● **What to produce**
Could you repeat everything in the listing from the line containing "Could you point to the oven door handle" down to the line containing "point(375, 217)", with both of those lines included, word for word?

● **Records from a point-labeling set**
** START **

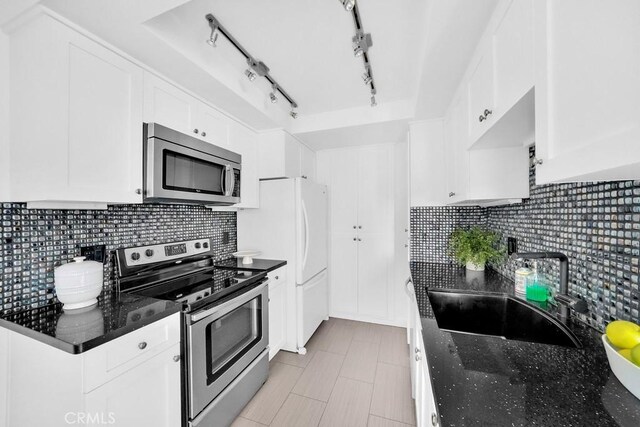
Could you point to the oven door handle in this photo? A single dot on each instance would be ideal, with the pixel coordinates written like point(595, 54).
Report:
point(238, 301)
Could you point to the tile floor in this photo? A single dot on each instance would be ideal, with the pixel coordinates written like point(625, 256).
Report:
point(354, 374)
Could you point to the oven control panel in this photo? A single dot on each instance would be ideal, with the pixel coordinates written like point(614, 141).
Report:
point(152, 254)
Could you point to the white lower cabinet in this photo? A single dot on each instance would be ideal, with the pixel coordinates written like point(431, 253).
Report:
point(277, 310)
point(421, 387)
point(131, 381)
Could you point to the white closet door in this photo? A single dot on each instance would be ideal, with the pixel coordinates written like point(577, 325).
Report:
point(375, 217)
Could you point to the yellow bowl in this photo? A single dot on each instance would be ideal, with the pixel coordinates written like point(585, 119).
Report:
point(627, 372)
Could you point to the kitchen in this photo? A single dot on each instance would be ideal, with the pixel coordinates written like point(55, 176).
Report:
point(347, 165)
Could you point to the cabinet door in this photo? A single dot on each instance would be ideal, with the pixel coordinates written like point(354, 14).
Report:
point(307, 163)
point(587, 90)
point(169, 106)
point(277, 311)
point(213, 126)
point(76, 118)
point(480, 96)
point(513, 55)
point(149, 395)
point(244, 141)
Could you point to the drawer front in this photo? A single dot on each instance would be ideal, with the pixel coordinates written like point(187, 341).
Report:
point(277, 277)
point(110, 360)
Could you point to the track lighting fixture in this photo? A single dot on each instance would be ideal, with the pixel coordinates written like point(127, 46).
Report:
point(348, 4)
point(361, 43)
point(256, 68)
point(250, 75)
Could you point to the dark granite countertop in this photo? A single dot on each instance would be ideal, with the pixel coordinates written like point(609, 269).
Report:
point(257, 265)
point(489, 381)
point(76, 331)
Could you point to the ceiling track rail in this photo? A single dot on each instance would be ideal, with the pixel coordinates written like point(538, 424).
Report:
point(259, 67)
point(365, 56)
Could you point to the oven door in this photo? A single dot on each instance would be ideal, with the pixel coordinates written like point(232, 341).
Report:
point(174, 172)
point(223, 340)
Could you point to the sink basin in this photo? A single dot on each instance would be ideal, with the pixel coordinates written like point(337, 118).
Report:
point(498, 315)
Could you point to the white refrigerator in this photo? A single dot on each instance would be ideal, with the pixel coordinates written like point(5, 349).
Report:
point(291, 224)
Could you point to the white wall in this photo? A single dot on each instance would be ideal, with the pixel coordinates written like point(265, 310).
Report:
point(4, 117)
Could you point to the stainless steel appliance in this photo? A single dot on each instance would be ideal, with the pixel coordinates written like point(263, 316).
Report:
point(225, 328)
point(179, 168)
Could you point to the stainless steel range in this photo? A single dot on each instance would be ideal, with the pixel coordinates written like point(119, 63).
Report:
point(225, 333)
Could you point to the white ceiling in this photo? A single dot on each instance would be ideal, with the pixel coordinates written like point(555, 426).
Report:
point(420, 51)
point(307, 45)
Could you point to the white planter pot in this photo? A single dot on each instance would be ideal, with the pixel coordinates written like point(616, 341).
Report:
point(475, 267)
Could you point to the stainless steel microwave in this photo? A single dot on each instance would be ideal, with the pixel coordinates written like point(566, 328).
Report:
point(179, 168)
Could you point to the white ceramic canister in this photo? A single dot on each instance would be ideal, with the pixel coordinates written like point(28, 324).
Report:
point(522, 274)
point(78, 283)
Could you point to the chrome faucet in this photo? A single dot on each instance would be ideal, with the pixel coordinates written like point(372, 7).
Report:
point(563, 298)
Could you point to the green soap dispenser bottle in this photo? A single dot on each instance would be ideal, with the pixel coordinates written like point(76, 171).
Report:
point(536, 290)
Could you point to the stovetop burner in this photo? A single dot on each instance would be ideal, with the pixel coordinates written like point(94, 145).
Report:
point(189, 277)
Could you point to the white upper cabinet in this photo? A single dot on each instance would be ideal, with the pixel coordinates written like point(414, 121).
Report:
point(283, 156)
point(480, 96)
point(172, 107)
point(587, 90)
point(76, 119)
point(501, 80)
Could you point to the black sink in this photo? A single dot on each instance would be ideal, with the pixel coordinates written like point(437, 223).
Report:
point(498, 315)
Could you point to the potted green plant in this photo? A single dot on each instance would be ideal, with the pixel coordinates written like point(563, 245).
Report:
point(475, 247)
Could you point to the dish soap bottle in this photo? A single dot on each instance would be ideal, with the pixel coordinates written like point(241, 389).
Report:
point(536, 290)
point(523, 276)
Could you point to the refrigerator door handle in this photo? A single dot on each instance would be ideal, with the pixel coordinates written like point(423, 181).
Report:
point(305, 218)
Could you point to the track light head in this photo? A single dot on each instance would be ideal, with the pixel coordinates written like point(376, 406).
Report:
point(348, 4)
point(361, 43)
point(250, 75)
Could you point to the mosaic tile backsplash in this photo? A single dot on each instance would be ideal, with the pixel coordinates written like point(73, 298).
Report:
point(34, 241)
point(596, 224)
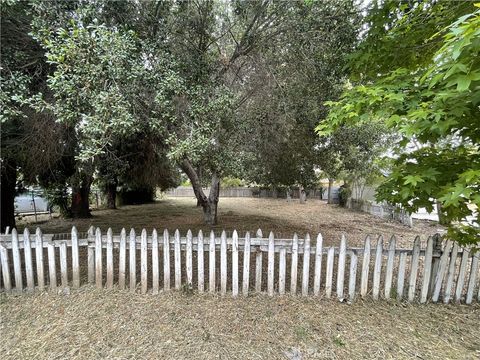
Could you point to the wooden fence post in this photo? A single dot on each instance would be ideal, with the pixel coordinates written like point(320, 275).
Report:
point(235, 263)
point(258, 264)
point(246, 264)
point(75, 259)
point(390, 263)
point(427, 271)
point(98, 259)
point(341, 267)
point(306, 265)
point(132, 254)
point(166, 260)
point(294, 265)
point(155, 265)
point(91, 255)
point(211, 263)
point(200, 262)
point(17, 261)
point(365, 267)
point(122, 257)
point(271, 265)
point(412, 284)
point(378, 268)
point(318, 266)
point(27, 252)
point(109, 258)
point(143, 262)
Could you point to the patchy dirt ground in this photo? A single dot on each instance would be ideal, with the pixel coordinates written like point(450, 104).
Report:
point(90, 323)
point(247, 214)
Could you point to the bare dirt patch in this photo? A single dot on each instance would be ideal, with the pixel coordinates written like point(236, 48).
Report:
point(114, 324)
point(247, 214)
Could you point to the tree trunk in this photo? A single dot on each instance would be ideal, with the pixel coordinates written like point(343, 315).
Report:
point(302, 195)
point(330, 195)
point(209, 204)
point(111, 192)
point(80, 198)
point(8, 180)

** END **
** START **

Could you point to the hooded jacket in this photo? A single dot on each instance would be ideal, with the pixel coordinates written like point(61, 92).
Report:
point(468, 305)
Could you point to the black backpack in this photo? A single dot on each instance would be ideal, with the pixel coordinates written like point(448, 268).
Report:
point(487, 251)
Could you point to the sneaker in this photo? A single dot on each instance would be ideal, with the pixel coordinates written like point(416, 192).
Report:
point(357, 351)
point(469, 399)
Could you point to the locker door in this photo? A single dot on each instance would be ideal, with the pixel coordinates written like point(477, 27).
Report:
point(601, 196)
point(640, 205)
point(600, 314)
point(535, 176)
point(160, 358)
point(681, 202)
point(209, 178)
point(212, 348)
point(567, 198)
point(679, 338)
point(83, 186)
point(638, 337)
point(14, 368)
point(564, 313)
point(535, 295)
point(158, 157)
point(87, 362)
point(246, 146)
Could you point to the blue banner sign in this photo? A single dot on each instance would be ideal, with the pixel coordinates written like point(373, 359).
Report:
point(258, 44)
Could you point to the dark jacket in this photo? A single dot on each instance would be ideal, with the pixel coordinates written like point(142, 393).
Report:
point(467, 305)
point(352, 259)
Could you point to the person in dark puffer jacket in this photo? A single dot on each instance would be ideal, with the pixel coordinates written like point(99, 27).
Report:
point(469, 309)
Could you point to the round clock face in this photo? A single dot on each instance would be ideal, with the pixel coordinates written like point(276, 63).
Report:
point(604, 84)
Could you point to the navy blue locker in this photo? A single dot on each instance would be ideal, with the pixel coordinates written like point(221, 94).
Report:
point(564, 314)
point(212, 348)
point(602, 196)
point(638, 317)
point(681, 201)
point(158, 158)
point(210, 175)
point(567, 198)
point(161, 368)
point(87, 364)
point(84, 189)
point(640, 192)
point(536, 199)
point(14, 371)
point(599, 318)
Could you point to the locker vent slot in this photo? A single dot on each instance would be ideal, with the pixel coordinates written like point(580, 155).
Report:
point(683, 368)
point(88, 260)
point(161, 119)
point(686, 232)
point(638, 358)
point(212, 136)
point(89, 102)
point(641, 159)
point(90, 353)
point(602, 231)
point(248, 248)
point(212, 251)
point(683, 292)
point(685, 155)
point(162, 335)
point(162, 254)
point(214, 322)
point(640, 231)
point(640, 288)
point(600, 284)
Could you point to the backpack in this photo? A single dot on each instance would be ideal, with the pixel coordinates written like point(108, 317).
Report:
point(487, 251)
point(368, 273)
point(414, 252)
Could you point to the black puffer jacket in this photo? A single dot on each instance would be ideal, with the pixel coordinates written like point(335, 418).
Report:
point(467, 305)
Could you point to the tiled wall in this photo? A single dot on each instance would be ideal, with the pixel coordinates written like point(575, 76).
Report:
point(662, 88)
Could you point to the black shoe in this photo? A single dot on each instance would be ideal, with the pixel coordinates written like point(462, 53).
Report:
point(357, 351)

** END **

● **Complete output**
Could you point to the oven door handle in this photo? A single dot on each instance would be ideal, with the pixel coordinates written like point(595, 54).
Report:
point(238, 301)
Could you point to the tile floor in this photo? A single dot on each instance would be ideal, with the pixel coordinates written like point(625, 256).
Report:
point(354, 374)
Could you point to the oven control panel in this photo? A single dot on each instance would be ideal, with the pixel coordinates written like point(614, 141).
Report:
point(152, 254)
Could you point to the white lower cabinet in this photo? A single dot on each instance would be ideal, with the pixel coordinates written like point(431, 253).
Report:
point(277, 310)
point(421, 387)
point(131, 381)
Could you point to the white closet door in this photo? A single dot on each instance would be ideal, with the pixel coordinates written like point(577, 325).
Report:
point(375, 217)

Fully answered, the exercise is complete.